Excerpts of location labeling data -

******************************

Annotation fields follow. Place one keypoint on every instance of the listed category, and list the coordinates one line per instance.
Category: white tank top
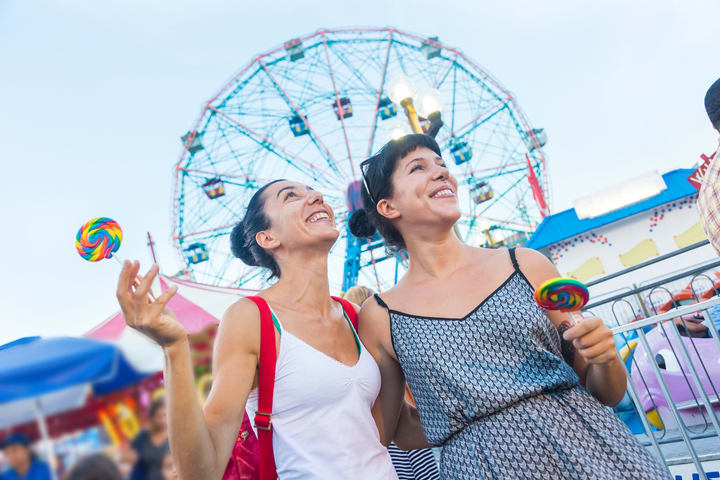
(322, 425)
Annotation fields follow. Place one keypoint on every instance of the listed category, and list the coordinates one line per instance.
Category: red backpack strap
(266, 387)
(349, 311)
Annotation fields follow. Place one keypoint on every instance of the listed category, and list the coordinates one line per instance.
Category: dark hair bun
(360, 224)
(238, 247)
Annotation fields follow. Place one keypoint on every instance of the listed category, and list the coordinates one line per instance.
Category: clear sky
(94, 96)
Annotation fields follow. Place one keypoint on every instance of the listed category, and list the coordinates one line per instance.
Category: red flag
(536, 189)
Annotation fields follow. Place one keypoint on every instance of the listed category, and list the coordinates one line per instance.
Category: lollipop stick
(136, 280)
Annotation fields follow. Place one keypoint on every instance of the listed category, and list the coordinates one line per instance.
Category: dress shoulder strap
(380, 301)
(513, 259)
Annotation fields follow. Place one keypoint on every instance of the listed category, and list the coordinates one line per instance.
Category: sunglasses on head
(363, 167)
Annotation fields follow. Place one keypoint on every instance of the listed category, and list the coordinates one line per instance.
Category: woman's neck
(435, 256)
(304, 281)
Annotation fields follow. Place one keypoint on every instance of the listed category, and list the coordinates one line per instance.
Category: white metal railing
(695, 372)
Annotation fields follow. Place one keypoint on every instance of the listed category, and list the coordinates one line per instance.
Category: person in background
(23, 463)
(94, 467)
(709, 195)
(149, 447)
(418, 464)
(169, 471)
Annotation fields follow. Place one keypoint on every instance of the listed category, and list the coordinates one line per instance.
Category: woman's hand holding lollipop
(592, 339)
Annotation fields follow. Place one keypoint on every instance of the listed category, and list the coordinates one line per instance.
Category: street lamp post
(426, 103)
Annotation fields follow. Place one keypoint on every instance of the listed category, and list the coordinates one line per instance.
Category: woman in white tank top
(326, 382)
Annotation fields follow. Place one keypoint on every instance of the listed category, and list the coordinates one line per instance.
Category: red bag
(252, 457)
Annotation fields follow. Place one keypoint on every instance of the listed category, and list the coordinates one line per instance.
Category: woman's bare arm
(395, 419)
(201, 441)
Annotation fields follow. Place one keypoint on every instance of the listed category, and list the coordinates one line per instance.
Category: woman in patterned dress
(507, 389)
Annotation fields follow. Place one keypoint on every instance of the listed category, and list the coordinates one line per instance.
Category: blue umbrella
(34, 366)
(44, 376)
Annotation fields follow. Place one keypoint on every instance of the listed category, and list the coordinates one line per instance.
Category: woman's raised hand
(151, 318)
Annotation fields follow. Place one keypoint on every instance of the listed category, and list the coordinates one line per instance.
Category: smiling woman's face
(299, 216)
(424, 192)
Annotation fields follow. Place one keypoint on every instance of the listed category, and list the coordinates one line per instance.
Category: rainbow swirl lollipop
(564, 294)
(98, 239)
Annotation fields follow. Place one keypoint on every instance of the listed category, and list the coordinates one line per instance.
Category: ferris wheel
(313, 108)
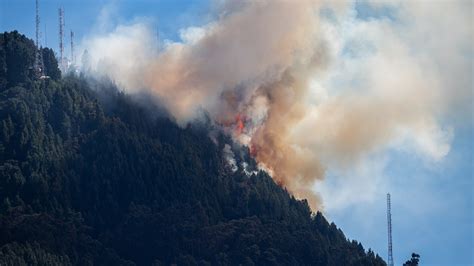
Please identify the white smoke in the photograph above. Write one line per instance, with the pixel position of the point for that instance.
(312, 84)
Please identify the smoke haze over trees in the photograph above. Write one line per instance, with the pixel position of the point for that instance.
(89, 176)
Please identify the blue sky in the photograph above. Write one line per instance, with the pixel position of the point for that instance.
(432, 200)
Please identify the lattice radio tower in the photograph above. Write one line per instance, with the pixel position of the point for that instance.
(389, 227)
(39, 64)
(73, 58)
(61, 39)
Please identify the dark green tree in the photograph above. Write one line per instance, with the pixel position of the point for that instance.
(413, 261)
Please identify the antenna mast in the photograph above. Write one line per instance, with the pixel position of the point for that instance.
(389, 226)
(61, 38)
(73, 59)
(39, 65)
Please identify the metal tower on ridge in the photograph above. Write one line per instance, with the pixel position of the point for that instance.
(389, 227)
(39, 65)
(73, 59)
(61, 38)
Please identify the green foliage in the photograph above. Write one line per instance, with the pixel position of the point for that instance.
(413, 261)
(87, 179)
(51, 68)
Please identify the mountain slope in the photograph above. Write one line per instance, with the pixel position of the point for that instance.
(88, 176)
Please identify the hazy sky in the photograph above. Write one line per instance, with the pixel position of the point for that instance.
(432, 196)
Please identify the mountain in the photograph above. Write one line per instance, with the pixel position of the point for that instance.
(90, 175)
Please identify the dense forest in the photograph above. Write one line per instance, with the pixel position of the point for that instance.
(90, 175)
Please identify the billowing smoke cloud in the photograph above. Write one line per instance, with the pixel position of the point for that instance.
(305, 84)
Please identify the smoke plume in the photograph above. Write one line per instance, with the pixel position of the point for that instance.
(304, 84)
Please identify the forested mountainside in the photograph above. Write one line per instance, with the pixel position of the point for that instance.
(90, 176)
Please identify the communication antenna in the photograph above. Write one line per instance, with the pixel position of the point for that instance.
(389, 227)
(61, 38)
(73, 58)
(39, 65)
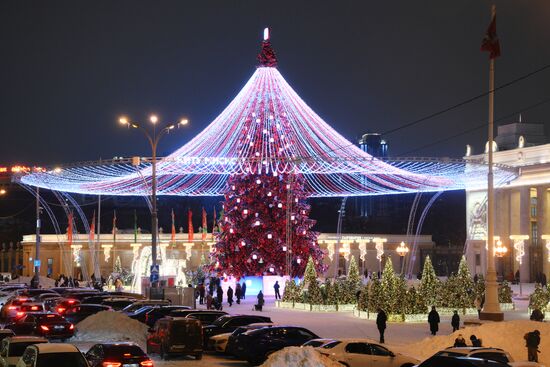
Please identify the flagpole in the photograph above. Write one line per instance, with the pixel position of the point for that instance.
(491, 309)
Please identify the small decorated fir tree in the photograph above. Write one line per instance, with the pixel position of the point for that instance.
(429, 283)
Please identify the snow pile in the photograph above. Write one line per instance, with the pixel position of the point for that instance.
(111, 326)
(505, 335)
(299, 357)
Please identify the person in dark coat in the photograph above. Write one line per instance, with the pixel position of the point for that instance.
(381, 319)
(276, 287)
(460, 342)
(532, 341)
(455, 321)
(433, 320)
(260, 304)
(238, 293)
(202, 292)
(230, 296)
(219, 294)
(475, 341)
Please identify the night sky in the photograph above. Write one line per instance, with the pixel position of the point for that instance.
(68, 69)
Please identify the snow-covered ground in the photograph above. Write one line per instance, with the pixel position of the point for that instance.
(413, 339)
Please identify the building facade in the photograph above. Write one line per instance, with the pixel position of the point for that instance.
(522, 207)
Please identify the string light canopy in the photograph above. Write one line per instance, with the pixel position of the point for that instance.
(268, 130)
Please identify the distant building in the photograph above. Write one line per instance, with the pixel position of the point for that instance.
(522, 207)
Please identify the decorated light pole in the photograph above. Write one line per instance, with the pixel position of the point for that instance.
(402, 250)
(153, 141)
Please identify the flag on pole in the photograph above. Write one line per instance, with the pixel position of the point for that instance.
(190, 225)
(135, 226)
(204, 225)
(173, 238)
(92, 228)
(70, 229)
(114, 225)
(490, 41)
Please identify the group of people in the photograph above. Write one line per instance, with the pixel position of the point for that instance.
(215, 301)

******************************

Brief - Write out exactly the lines starting with the one that holds "Please identify the flagpole" and running through the last line above.

Full answer -
Please identify the flagpole in the photograph above. Write one line per instance, with the pixel position of the point for that instance.
(491, 309)
Please identify the small decorated fir tree in the photograph above. Write one line per instance, with the pixel position of the point for that instance.
(429, 283)
Please identify the snow pile in the photograph above. Write one line per instance, with the pixel position of the point for that instance.
(111, 326)
(505, 335)
(299, 357)
Please identify the person in dark coat in the photograph above. Write one line per instance, with the pixel position of the point for that instance.
(381, 319)
(276, 287)
(460, 342)
(532, 341)
(455, 321)
(433, 320)
(260, 304)
(238, 293)
(202, 292)
(230, 296)
(219, 294)
(475, 341)
Please identify the night sky in the photograph above. Write one line per instance, with the pixel position of the point for that instance.
(68, 69)
Please identify the snow-covered ground in the photograph above. Write one line per instance, with the pixel position of the point for that instance.
(413, 339)
Please identify the building facade in the photograph above. Write one line per instance, with the pixel position of the point for that instance.
(522, 207)
Please identify the string light canopy in the photograph above. Write one line per instance, with the pixel position of the point for that instance.
(268, 130)
Please identify the distant building in the photograph above. Write one line per instance, with the pixel position of the point for that instance.
(522, 207)
Please identify the decorated light pole in the photograph above. Write one line per instance, with the pixel position of the point for that instance.
(402, 250)
(153, 141)
Please identify the flag on pole in the photograph above. Write one line per instance, with the pixel position of the point for that instance.
(190, 225)
(135, 226)
(204, 225)
(173, 238)
(92, 228)
(70, 229)
(114, 225)
(490, 41)
Please identify the group of people in the photograph above. Write one line per instance, with the pixel position of the point for that instance.
(215, 301)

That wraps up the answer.